Complete the following
1. In the SQL Server performance discussion, why does the poster say temporary tables are required?
2. Resume the SQL Server performance discussion, picking up after its final line.
(Passage for review)
Is it possible that the index statistics on the temp tables are not considered, since they are not available at runtime? As an experiment, what happens if you add permanent tables in place of the temp tables?|||I have to have temporary tables so that it can be multi-user.

Plus, it appeared to be running fine last week.

blindman|||If it was running fine last week, do you happen to know if any significant change has happened to the data? Purge, update or load? You cna check on the last time statistics were updated for each index by running the stats_date function. I think SQL Server automatically runs update statistics on a table if it notices a 10% difference in the number of rows, but maybe not necessarily on a mass update of values in the table you may want to join on.|||Our admin tells me we are running low on drive space. Perhaps that is affecting tempdb or drive cacheing.

blindman|||Low disk space in and of itself should not matter, but it could be a second symptom of a more general problem. It could be you are getting enough data in the database(s) to overwhelm the caching algorithms, and are now seeing more paging of the data. Kindly ask the users to stop putting so many orders into the database, as it could be slowing the system down ;-).

On a more serious note, see if you can get the admin to run a few dbcc showcontig statements on the tables and indexes you are using. You may be able to rebuild the indexes, and get more rows per read of the disk.|||This is a development database on a development server, so no new data is going into it and the table sizes are not changing.

The DBCC Showcontig is a possiblity I'll look into.

In the meantime, I'm goint to try running it on a server with more drive space just to see if it makes a difference.

blindman|||You never told us what show plan is telling you...

Is it one big transaction?

Did you do a trace?

Why not put in

SELECT Datetime() AS systime, 'Process x Starting' As Sysmessage

to find out where the bottleneck is...|||In the meantime, I'm goint to try running it on a server with more drive space just to see if it makes a difference.
(End Passage for review)
(Supplied material)
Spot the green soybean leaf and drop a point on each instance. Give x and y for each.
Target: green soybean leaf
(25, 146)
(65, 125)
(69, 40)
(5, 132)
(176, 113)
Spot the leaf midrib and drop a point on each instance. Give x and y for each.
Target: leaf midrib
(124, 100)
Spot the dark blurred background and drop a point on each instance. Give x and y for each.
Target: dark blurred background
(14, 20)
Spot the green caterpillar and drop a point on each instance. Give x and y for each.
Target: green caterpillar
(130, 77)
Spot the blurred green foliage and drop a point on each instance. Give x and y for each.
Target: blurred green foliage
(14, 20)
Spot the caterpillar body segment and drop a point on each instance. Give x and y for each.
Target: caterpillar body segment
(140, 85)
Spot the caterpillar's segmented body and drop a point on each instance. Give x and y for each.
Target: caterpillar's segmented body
(End Supplied material)
(Supplied material)
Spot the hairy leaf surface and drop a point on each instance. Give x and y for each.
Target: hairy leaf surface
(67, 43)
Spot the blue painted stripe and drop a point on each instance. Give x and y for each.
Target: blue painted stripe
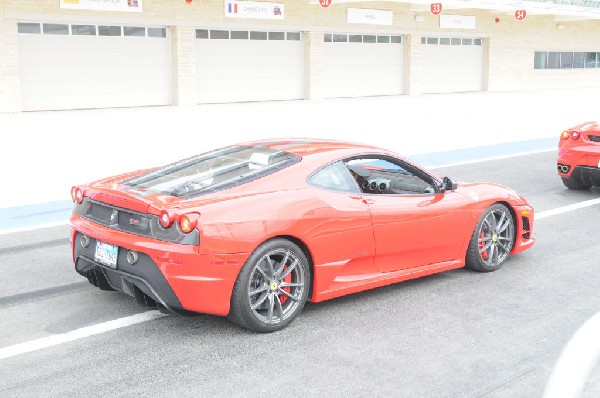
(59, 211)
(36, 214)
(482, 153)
(End Supplied material)
Response list
1. So that it can be multi-user.

2.
That would make sense, since tempdb relies on the speed/size of the drive - as you run out of disk space, I have seen peformance impacts since it takes longer to find free clusters/sectors as tempdb grows ... You might try to alter the tempdb database to increase its initial size. You might have a few bad clusters as well - but I would expect more drastic results if that were the case.|||Update:

One (large) statement in the script uses parallelism when executed as a script, but does not use parallelism when executed as a procedure. This appears to be dragging down the procedure performance.

Anybody seen this before or have any idea what might cause the optimizer to choose a plan without parallelism for a procedure?

blindman|||Can you attach the sproc so we can take a look?

Why would the optimizer not thread out in a sproc?

Are you running on 2 different boxes?|||I think the main requirement to use parallelism is sheer volume of data. We ran into a bug where parallelism on a 3 proc box would hit a self-deadlock. The porblem was "fixed" in SP3a. Now SQL detects the deadlock, and bounces the query with an error. Microsoft's fix was to guess at indexes, until one eliminated parellelism.

What I can not figure out, though, is how they can have two different query plans, when you run the stored proc with recompile.|||You can try to add WITH (MAXDOP <number of CPUs available to your SQL box>).

But I think it may have something to do with recompiles. Try to run Profiler and add SP:Recompile event class.|||That would make the query use fewer processors. What Blindman needs is a MINDOP query hint.